» **TASK REQUIREMENTS**
Extract every line of text from the records below, copying each one word for word, and leave out the pictures.

» **PROVIDED DATA**
= Beginning of Section =

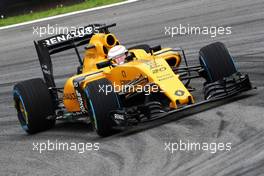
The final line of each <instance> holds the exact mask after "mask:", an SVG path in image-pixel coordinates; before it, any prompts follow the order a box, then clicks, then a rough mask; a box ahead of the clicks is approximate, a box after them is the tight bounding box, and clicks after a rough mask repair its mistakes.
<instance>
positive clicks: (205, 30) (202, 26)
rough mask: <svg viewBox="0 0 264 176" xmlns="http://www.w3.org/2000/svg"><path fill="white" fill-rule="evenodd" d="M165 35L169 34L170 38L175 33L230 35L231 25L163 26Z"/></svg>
mask: <svg viewBox="0 0 264 176" xmlns="http://www.w3.org/2000/svg"><path fill="white" fill-rule="evenodd" d="M164 31H165V35H169V36H171V37H172V38H173V37H175V36H177V35H208V36H210V37H211V38H214V37H217V36H221V35H231V34H232V27H230V26H227V27H222V26H202V27H201V26H192V25H190V24H187V25H182V24H179V25H177V26H165V27H164Z"/></svg>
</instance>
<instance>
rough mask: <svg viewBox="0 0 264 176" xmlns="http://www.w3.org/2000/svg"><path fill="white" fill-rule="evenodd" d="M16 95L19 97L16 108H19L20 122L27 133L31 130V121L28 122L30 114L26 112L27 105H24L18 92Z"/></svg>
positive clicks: (15, 100)
mask: <svg viewBox="0 0 264 176" xmlns="http://www.w3.org/2000/svg"><path fill="white" fill-rule="evenodd" d="M15 95H17V98H16V100H15V103H16V107H17V113H18V120H19V122H20V124H21V127H22V128H23V129H24V130H25V131H28V130H29V128H28V123H29V121H28V113H27V111H26V108H25V104H24V102H23V100H22V98H21V96H20V95H19V94H18V93H17V92H15Z"/></svg>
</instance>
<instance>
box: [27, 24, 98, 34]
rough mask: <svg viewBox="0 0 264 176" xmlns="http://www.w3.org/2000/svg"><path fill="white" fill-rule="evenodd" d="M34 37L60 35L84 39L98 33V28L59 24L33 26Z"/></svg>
mask: <svg viewBox="0 0 264 176" xmlns="http://www.w3.org/2000/svg"><path fill="white" fill-rule="evenodd" d="M32 29H33V35H36V36H39V37H43V36H49V35H50V36H53V35H58V34H68V35H69V36H68V37H83V36H84V35H86V34H92V33H98V32H99V31H98V27H96V26H85V27H82V26H81V27H76V26H59V25H58V24H55V25H50V24H48V25H47V26H33V27H32Z"/></svg>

= End of Section =

» **TASK OUTPUT**
The final line of each <instance> holds the exact mask after "mask:", an SVG path in image-pixel coordinates; before it, any prompts follow the order a box, then clicks, then a rough mask; a box ahead of the clicks is approximate, a box after them is the tight bounding box, and clicks after a rough mask repair its mistakes.
<instance>
positive clicks: (205, 30) (202, 26)
rough mask: <svg viewBox="0 0 264 176" xmlns="http://www.w3.org/2000/svg"><path fill="white" fill-rule="evenodd" d="M165 35L169 34L170 38L175 33L230 35L231 25L163 26Z"/></svg>
mask: <svg viewBox="0 0 264 176" xmlns="http://www.w3.org/2000/svg"><path fill="white" fill-rule="evenodd" d="M164 31H165V35H169V36H171V37H172V38H173V37H175V36H177V35H208V36H210V37H211V38H214V37H217V36H221V35H231V34H232V27H230V26H227V27H222V26H202V27H201V26H192V25H190V24H187V25H182V24H179V25H177V26H165V27H164Z"/></svg>
</instance>
<instance>
rough mask: <svg viewBox="0 0 264 176" xmlns="http://www.w3.org/2000/svg"><path fill="white" fill-rule="evenodd" d="M16 95L19 97L16 108H19L20 122L27 133L31 130V121L28 122L30 114L26 112L27 105H24L18 92Z"/></svg>
positive clicks: (15, 100)
mask: <svg viewBox="0 0 264 176" xmlns="http://www.w3.org/2000/svg"><path fill="white" fill-rule="evenodd" d="M15 95H17V98H16V100H15V103H16V107H17V113H18V120H19V122H20V124H21V127H22V128H23V129H24V130H25V131H28V130H29V128H28V123H29V121H28V113H27V111H26V108H25V104H24V102H23V100H22V98H21V96H20V95H19V94H18V93H17V92H15Z"/></svg>
</instance>
<instance>
box: [27, 24, 98, 34]
rough mask: <svg viewBox="0 0 264 176" xmlns="http://www.w3.org/2000/svg"><path fill="white" fill-rule="evenodd" d="M34 37L60 35L84 39L98 33V28L59 24L33 26Z"/></svg>
mask: <svg viewBox="0 0 264 176" xmlns="http://www.w3.org/2000/svg"><path fill="white" fill-rule="evenodd" d="M32 29H33V35H36V36H39V37H43V36H49V35H50V36H53V35H58V34H68V35H69V36H68V37H83V36H84V35H86V34H92V33H98V32H99V31H98V27H96V26H85V27H82V26H81V27H76V26H59V25H58V24H55V25H50V24H48V25H47V26H33V27H32Z"/></svg>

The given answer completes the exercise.